__Requirement__
Each line below must be set down exactly as it stands.

__Dataset entries__
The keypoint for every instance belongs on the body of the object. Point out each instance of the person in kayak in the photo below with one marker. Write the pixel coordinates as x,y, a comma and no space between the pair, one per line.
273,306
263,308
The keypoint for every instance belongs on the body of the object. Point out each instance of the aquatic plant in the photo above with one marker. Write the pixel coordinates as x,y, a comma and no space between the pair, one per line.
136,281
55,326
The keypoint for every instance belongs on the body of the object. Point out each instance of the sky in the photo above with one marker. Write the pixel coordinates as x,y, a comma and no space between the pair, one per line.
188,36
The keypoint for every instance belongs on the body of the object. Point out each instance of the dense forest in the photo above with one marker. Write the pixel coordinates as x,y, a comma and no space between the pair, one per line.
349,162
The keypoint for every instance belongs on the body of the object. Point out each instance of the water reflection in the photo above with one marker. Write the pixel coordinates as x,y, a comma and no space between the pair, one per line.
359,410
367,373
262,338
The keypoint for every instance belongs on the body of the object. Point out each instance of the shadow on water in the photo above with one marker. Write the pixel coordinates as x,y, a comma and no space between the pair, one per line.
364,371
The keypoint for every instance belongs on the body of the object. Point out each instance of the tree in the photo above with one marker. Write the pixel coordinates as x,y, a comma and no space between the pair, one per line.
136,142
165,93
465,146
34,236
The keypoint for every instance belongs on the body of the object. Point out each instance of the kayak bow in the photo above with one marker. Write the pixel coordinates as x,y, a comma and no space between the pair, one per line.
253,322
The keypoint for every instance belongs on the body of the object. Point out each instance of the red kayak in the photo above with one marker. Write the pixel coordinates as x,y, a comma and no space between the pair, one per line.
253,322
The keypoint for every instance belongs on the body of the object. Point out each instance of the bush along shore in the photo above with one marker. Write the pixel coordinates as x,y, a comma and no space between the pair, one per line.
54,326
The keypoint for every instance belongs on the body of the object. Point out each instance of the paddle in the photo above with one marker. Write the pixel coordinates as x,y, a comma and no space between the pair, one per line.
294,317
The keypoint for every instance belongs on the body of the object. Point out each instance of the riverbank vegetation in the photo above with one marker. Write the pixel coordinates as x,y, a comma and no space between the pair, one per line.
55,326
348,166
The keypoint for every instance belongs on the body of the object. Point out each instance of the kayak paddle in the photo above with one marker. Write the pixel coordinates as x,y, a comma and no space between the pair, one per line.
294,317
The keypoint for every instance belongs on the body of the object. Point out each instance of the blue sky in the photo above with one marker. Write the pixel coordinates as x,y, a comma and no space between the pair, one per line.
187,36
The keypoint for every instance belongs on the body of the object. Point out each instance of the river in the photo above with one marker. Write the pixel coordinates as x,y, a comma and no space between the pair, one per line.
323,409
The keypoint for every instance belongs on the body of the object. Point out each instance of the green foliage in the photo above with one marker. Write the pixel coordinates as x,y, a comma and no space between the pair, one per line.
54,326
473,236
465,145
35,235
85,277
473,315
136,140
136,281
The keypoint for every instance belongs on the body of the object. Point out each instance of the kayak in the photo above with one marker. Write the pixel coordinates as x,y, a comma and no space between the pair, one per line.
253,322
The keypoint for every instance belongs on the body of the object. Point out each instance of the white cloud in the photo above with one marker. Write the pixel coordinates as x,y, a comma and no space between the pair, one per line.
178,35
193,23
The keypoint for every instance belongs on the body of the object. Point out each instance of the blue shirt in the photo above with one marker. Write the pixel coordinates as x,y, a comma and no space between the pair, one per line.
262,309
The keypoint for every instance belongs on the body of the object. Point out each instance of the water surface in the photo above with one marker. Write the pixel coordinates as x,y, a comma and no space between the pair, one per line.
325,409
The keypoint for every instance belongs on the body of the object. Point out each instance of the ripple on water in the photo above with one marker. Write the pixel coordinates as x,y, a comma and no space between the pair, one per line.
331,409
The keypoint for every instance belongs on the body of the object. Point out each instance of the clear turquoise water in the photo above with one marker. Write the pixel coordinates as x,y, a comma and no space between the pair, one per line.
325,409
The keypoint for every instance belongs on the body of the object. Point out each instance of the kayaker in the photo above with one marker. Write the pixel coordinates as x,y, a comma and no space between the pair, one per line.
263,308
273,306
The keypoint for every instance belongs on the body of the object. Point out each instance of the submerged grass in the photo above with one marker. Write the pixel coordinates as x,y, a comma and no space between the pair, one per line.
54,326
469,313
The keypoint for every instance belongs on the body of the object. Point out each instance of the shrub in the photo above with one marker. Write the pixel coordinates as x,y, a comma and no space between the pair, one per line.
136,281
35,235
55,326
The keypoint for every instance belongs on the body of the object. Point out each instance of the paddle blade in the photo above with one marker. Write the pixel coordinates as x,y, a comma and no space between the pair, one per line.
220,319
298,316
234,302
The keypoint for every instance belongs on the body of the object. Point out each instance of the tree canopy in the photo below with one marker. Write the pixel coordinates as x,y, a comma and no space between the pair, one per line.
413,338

__Solution to the problem__
The keypoint for every instance belongs on the body of the object. Point out each instance of the person in kayak in the photo below with one marker. Write the pixel coordinates as x,y, a comma and no space between the pair, one per line.
273,306
263,308
The keypoint for every instance belongs on the body of the object. Point out each instance of the aquatic plant in the photo above with one marker. Write the pixel coordinates as x,y, a comma and no space between the pair, one per line.
136,281
55,326
The keypoint for every instance belongs on the body of the object. Point out each instance of the sky in the photo above with one marker. Write the pixel coordinates as x,y, a comma and no space between the pair, one per line.
188,36
The keypoint for every instance belongs on the body of the object. Point out each instance of the dense forest in the photo above with one marker. Write the pixel coordinates as x,y, a comma and no space between the pair, one per line.
349,162
The keypoint for every instance belongs on the body of the object. Point out each instance of the water reflection in the photo above with one marker. Write the pixel coordinates as x,y, a comma and no space between the pair, one per line.
359,410
367,373
262,338
The keypoint for every instance belongs on the body of the object. Point out each instance of the shadow on water in the photo above with one marker. Write the pixel coordinates as x,y, a comma and no space between the pair, one per line.
364,371
The keypoint for every instance belongs on the body of the object. Point out each instance of the tree in the photo above with one marker. Write the pixel coordinates as x,y, a comma and no space between the pair, one per line.
136,142
165,93
465,146
34,236
The keypoint for every instance belongs on the body of the object. Point out each instance of the kayak bow in the photo above with one marker. Write the pixel coordinates as x,y, a comma and no space between the pair, one per line.
253,322
The keypoint for every instance belongs on the body of the object. Point out each instance of the red kayak in the photo above with one marker. Write the pixel coordinates as x,y, a comma and no space between the pair, one per line.
253,322
The keypoint for every instance belongs on the body of the object. Point out each instance of the bush along shore in the photo above with one marker. Write the pixel coordinates as x,y, a comma and no space between the pair, one per line.
54,326
The keypoint for every instance belongs on the body of the object. Point out each instance of the paddle in the photo above with one marker. Write the pixel coordinates as x,y, a comma and no space between the pair, one per line.
294,317
The keypoint for every instance belongs on the body of the object. Point out each instance of the riverbank vegetation in the photo above with one marker. Write the pixel coordinates as x,y, a comma and no space between the pair, one per line.
55,326
348,166
The keypoint for every instance belongs on the body of the object. Point out each instance of the kayak paddle in the photo above with one marker. Write the pixel coordinates as x,y, a comma and no space between the pair, one per line.
294,317
The keypoint for every instance belongs on the body of the object. Point out each instance of the blue sky in the photo above with one marker. Write the pixel coordinates as x,y, a comma and no space between the pair, one per line.
187,36
The keypoint for every instance belongs on the body of the object. Point out each instance of the river in the photo above with one marker. Write the pixel coordinates as x,y, a comma and no space between the pair, one per line.
323,409
The keypoint for every instance belongs on the body of the object. Point out each instance of the green foliage in the photo above with one marker. Write the pixel coordinates as x,y, a comma and no space between the pair, one per line.
54,326
473,236
465,145
35,235
85,277
473,315
136,140
136,281
The keypoint for every instance belongs on the body of the object. Point out each instance of the kayak in the photo above with one marker. Write the pixel coordinates as x,y, a comma and no space between the pair, one per line.
253,322
The keypoint for every instance belongs on the body of the object. Point out each instance of the white cloud in the photo above with one marker. Write the pixel coordinates as x,y, a comma and no space between the pair, one per line.
178,35
193,23
The keypoint for every instance belongs on the body of the object. Point out each instance of the blue shirt in the photo above with one marker. Write the pixel coordinates as x,y, a comma and no space between the pair, one per line.
262,309
The keypoint for every instance belongs on the body of the object. Point out each instance of the water surface in the photo above with one marker. Write the pixel coordinates as x,y, a comma and no space between the pair, one per line.
325,409
The keypoint for every instance belongs on the body of the object. Point out each instance of the ripple on water in the photo above with one marker. Write the pixel coordinates as x,y, a comma and no space between the pair, one per line.
331,409
The keypoint for every instance belongs on the body of the object. Point out each instance of the clear turquoise water in the photo above with one marker. Write the pixel coordinates as x,y, a comma and no space between the pair, one per line.
325,409
The keypoint for every instance belongs on the body of the object. Point out each instance of the kayaker in the photo above with one marker. Write the pixel coordinates as x,y, a comma and no space between the pair, one per line.
263,308
273,306
The keypoint for every instance belongs on the body of the object. Point out each instance of the submerged grass in the photo above with one marker. Write the pixel coordinates as x,y, a comma and no space between the pair, one per line.
54,326
469,313
The keypoint for every instance belongs on the body of the object. Point out each instance of the shrub in the photo above with one marker. Write the pixel coordinates as x,y, a comma and no space between the pair, one per line.
136,281
35,235
55,326
The keypoint for every instance belongs on the body of the object. Point out each instance of the paddle blade in the photo above with one marker. Write the pixel coordinates as x,y, a comma and no space between the pair, one per line.
220,319
298,316
234,302
The keypoint for every instance belongs on the body of the object. Point out each instance of the tree canopy in the photo below with one marker. Write the pixel coordinates as x,y, a comma and no space between the pair, one per line.
413,338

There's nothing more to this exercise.